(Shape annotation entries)
■ ■ ■

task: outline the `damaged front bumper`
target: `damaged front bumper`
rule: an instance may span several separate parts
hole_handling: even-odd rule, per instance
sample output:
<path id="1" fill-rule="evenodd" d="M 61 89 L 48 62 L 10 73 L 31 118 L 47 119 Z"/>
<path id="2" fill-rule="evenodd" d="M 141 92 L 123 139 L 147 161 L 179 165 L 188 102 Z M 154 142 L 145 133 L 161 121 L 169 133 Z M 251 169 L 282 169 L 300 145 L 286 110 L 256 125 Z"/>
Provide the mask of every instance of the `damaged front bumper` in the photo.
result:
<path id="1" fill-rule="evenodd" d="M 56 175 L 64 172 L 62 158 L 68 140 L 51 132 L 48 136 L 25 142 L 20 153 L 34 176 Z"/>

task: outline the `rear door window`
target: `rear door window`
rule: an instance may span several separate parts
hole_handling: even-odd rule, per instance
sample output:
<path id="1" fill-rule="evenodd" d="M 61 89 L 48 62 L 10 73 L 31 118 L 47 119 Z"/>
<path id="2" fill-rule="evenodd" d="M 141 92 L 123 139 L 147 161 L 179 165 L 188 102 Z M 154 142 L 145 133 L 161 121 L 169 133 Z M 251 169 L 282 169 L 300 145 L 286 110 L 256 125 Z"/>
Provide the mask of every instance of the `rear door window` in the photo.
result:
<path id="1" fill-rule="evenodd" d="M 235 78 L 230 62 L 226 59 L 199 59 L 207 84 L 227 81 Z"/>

■ ■ ■

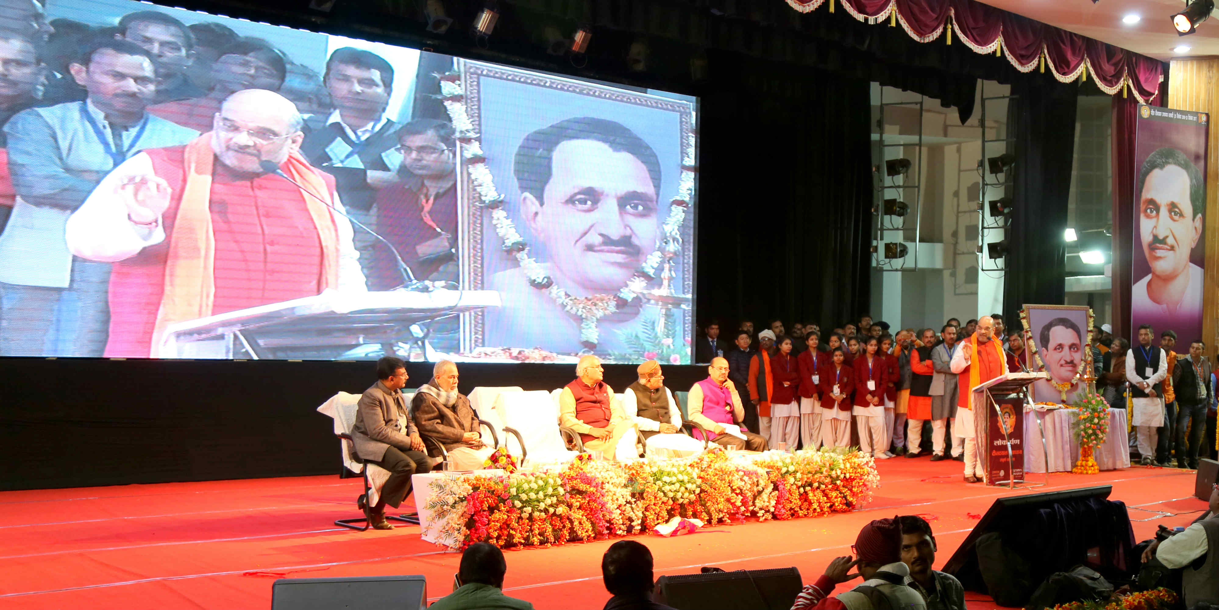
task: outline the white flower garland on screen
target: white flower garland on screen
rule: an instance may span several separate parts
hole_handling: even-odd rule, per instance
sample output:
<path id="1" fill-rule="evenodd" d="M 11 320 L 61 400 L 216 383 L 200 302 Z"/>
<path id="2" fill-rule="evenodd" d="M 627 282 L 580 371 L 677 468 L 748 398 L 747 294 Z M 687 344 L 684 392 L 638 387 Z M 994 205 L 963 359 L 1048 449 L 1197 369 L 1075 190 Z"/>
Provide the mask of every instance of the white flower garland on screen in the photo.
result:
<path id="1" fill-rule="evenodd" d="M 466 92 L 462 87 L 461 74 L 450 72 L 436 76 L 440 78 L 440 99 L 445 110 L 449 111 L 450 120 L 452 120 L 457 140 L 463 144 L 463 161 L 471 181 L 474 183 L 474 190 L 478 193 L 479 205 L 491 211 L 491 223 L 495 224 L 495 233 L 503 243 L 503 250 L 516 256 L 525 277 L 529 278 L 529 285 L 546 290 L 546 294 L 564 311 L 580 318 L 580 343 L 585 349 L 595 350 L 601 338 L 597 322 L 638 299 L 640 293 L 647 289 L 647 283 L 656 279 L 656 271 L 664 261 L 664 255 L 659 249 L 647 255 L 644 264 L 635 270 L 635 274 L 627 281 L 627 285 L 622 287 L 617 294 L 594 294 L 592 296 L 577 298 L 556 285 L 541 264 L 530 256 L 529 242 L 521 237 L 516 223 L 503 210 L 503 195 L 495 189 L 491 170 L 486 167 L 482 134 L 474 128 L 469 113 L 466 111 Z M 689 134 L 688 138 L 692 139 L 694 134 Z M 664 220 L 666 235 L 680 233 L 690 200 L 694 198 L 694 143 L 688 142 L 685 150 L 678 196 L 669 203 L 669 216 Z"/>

■ ■ ■

- WHAT THE EXERCISE ASKS:
Format the lines of the listing from the line with "task: outline the white" up to and including the line with "627 282 L 580" as a Markdown table, with columns named Row and Line holding a row number and the line text. Leave out blank lines.

- CORRECT RESULT:
| Row | Line |
|---|---|
| 1 | task: outline the white flower garland on screen |
| 2 | target: white flower garland on screen |
| 3 | rule: an instance may span several separate parts |
| 4 | hole_handling: even-odd rule, per instance |
| 5 | sample output: |
| 6 | <path id="1" fill-rule="evenodd" d="M 11 320 L 61 400 L 216 383 L 200 302 Z"/> |
| 7 | <path id="2" fill-rule="evenodd" d="M 627 282 L 580 371 L 677 468 L 748 398 L 747 294 Z M 687 344 L 684 392 L 638 387 Z M 994 205 L 963 359 L 1048 449 L 1197 369 L 1075 190 Z"/> |